(Pointing and labeling records)
□ □ □
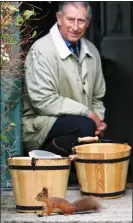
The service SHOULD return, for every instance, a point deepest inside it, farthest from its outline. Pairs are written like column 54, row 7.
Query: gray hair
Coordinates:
column 85, row 4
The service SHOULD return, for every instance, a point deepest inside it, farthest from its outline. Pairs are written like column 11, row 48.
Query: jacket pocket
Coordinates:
column 39, row 122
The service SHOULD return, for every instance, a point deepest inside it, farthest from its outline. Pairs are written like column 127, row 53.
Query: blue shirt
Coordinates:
column 68, row 43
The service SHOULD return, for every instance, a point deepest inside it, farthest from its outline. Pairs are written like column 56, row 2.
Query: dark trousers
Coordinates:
column 65, row 132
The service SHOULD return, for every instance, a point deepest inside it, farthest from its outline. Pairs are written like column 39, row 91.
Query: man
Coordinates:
column 64, row 84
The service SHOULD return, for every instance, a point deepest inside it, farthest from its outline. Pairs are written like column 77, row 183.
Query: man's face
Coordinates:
column 73, row 22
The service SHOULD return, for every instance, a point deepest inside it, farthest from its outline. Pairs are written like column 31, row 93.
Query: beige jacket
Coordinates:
column 56, row 83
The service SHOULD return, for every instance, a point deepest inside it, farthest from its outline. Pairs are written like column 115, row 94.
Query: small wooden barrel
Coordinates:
column 30, row 175
column 102, row 169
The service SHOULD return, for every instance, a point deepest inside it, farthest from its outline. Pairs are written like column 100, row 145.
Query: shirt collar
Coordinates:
column 61, row 44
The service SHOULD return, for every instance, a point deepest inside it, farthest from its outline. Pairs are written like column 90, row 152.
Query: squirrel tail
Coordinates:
column 87, row 203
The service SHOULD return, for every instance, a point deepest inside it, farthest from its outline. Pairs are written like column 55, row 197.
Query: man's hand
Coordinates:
column 101, row 125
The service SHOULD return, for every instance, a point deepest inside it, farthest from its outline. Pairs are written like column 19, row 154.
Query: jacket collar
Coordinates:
column 61, row 46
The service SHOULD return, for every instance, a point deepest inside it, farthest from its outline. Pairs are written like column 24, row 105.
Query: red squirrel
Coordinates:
column 67, row 208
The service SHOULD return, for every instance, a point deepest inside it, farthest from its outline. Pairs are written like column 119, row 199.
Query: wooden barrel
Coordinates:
column 102, row 169
column 30, row 175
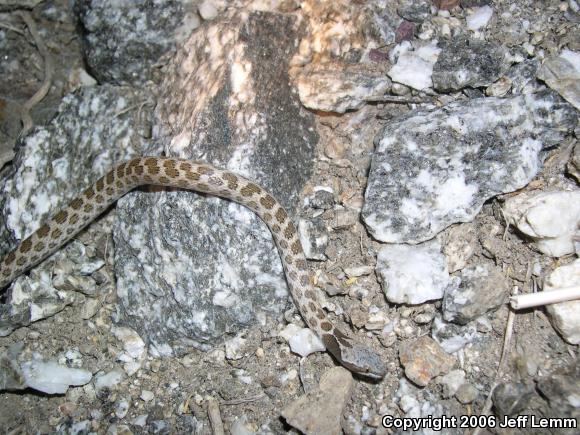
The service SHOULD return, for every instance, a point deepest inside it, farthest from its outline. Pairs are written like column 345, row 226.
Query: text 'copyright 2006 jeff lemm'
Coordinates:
column 477, row 421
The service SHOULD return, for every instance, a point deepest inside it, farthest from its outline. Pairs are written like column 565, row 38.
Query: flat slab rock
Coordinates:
column 320, row 411
column 433, row 169
column 193, row 268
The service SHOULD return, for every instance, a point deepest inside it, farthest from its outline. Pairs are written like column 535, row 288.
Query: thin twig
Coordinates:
column 9, row 27
column 48, row 73
column 249, row 399
column 505, row 349
column 215, row 418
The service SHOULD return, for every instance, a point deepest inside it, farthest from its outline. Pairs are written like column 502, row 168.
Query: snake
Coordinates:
column 205, row 178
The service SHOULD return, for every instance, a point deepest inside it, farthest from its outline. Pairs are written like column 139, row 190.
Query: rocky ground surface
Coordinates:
column 444, row 179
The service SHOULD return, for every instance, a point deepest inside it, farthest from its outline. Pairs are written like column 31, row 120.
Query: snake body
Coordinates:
column 200, row 177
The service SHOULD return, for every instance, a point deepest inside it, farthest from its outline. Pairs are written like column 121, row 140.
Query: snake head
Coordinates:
column 357, row 359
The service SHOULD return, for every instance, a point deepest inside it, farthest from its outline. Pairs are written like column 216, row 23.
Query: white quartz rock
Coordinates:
column 562, row 73
column 565, row 316
column 413, row 274
column 551, row 219
column 52, row 378
column 302, row 341
column 109, row 380
column 479, row 18
column 415, row 68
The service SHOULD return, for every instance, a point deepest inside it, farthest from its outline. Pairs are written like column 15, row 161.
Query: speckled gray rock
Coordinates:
column 523, row 76
column 432, row 169
column 573, row 166
column 483, row 289
column 562, row 73
column 340, row 87
column 320, row 411
column 452, row 337
column 10, row 5
column 192, row 268
column 123, row 40
column 92, row 131
column 464, row 62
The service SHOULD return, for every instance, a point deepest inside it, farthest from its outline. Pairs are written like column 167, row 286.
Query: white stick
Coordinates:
column 564, row 294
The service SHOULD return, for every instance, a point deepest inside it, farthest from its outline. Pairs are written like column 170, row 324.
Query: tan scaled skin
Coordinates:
column 200, row 177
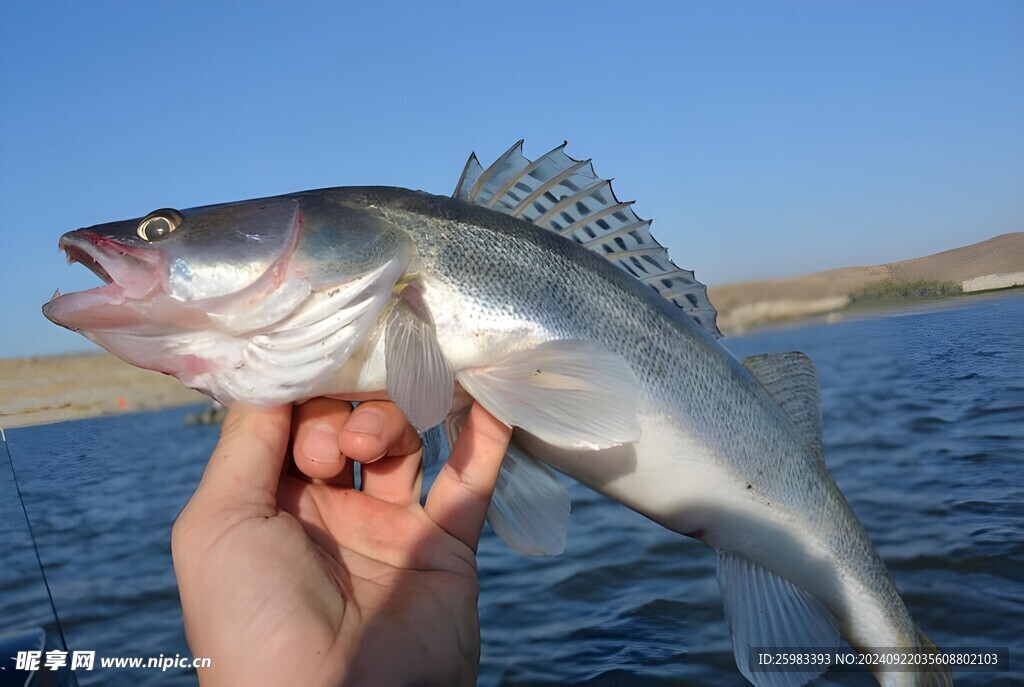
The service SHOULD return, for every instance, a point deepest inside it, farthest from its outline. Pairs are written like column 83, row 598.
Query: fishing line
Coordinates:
column 35, row 547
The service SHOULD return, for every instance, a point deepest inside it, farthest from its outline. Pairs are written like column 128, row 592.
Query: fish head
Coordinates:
column 211, row 294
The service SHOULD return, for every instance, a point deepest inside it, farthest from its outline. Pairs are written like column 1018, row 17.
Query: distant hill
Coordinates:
column 995, row 263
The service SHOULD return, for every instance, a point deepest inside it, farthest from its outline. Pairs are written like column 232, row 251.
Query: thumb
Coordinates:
column 245, row 468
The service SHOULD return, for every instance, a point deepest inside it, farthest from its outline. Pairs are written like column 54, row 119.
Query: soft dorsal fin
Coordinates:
column 565, row 196
column 792, row 380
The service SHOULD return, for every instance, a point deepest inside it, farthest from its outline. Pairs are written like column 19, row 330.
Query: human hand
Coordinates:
column 287, row 582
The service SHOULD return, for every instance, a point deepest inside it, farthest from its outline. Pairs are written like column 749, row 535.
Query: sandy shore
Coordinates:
column 40, row 390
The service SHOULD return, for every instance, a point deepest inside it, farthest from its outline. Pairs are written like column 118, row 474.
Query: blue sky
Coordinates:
column 766, row 138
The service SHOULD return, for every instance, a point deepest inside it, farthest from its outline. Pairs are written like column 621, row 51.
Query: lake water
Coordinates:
column 924, row 432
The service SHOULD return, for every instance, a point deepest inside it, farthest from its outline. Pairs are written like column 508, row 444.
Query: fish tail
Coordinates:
column 931, row 676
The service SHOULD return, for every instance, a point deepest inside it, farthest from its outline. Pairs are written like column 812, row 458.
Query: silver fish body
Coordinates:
column 304, row 291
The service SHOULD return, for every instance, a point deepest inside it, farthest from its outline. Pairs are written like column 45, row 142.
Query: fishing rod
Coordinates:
column 72, row 681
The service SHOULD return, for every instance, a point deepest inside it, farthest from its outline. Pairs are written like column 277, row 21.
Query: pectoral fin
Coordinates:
column 765, row 610
column 569, row 393
column 419, row 378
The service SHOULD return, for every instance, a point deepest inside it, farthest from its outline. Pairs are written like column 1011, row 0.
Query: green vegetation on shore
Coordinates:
column 890, row 289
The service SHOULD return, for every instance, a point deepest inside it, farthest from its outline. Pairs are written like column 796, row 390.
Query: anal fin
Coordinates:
column 765, row 610
column 529, row 509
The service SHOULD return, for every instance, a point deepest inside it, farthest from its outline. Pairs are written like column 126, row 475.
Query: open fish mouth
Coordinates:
column 128, row 273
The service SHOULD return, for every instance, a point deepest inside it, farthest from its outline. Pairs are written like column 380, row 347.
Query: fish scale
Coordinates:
column 613, row 380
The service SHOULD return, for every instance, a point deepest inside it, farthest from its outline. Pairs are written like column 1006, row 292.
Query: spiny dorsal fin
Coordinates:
column 566, row 197
column 792, row 380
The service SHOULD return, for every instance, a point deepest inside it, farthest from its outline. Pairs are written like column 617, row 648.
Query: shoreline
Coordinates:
column 791, row 315
column 42, row 390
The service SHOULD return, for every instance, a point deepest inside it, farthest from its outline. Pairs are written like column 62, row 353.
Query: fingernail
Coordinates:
column 370, row 421
column 321, row 445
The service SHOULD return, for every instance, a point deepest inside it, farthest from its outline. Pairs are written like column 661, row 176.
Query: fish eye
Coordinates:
column 159, row 224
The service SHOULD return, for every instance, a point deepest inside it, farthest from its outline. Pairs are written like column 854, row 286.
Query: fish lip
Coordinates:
column 128, row 272
column 137, row 270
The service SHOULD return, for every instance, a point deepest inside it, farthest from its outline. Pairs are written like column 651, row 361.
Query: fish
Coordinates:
column 536, row 292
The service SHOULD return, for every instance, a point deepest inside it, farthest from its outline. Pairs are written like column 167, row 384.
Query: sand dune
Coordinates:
column 39, row 390
column 997, row 262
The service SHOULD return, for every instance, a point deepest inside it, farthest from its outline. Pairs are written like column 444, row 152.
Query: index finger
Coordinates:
column 461, row 495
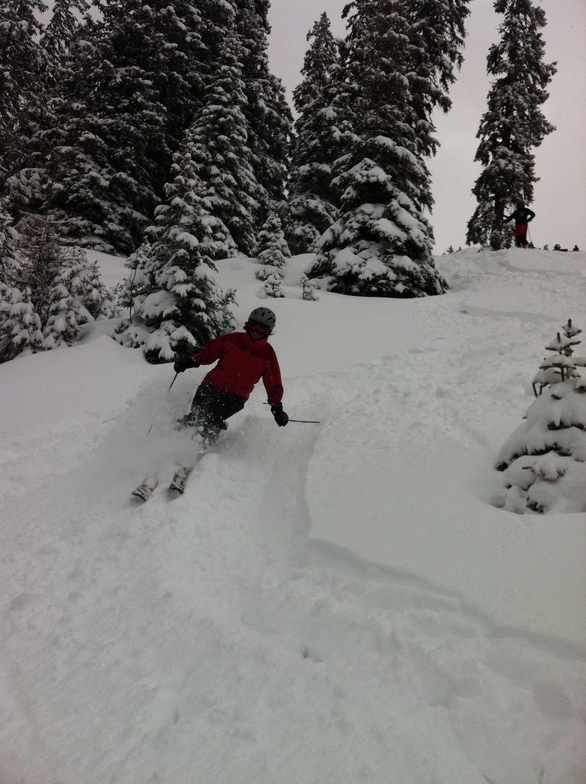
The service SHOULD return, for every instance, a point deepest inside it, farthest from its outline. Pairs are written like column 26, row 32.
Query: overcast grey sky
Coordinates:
column 560, row 196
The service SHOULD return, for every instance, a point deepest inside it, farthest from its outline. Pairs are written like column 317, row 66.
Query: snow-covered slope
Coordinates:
column 326, row 603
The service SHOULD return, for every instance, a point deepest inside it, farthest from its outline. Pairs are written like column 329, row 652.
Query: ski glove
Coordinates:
column 183, row 363
column 281, row 417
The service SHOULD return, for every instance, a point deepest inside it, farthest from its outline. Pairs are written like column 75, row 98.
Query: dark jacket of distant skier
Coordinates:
column 522, row 216
column 243, row 359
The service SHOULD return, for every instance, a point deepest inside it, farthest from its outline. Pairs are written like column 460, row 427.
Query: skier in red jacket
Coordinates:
column 244, row 358
column 522, row 216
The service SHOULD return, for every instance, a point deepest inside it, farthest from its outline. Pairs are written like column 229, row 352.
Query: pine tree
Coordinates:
column 269, row 120
column 382, row 243
column 513, row 124
column 311, row 196
column 21, row 70
column 220, row 151
column 436, row 36
column 20, row 325
column 67, row 312
column 544, row 460
column 272, row 250
column 140, row 76
column 177, row 303
column 52, row 291
column 9, row 264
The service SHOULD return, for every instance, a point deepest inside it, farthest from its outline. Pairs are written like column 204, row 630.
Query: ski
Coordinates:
column 179, row 480
column 146, row 489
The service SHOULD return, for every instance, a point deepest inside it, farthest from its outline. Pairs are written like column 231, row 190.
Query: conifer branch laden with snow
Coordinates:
column 176, row 303
column 382, row 243
column 544, row 460
column 514, row 123
column 272, row 250
column 48, row 292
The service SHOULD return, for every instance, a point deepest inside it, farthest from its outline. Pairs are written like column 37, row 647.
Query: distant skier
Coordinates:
column 522, row 216
column 244, row 358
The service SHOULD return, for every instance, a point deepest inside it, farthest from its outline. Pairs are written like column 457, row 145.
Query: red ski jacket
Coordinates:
column 243, row 362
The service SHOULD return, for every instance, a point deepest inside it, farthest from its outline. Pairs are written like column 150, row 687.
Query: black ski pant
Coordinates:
□ □ □
** Instruction **
Please copy the records word for word, from their start through the line that contains "column 61, row 44", with both ends included. Leave the pictures out of your answer.

** Task response **
The service SHOULD return, for every instance, a point deepest inside it, farthest from its outline. Pairs are written like column 54, row 7.
Query: gray hair
Coordinates:
column 85, row 4
The service SHOULD return, for every instance, a point deepest inside it, farthest from its outline. Pairs are written like column 11, row 48.
Query: jacket pocket
Coordinates:
column 39, row 122
The service SHOULD return, for every instance, a point deepest inside it, farthest from its outline. Pairs are written like column 127, row 53.
Query: blue shirt
Coordinates:
column 68, row 43
The service SHOULD return, for every instance, a point deepest inside it, farthest from its outline. Pairs are written like column 56, row 2.
Query: dark trousers
Coordinates:
column 65, row 132
The service SHOULD return, for every instance, a point deepest inside it, farthest from its outline. Pairs are written like column 39, row 91.
Query: man
Coordinates:
column 64, row 84
The service SHOULD return, for every instance, a point deepest inside it, farthest from its outline. Pairs are written like column 77, row 183.
Query: man's face
Coordinates:
column 73, row 22
The service SHOULD return, for every instance, a point deepest inside it, farthest from its outline. Pairs are written like column 31, row 93.
Query: beige jacket
Coordinates:
column 56, row 83
The service SHOULD return, for every instance, a point deepest inside it, farthest from its outline. Pairs are written like column 115, row 94.
Query: small wooden barrel
Coordinates:
column 30, row 175
column 102, row 169
The service SHOULD return, for every instance, a point deepest inside it, farthest from its outline. Pairs are written like column 100, row 145.
Query: shirt collar
Coordinates:
column 61, row 44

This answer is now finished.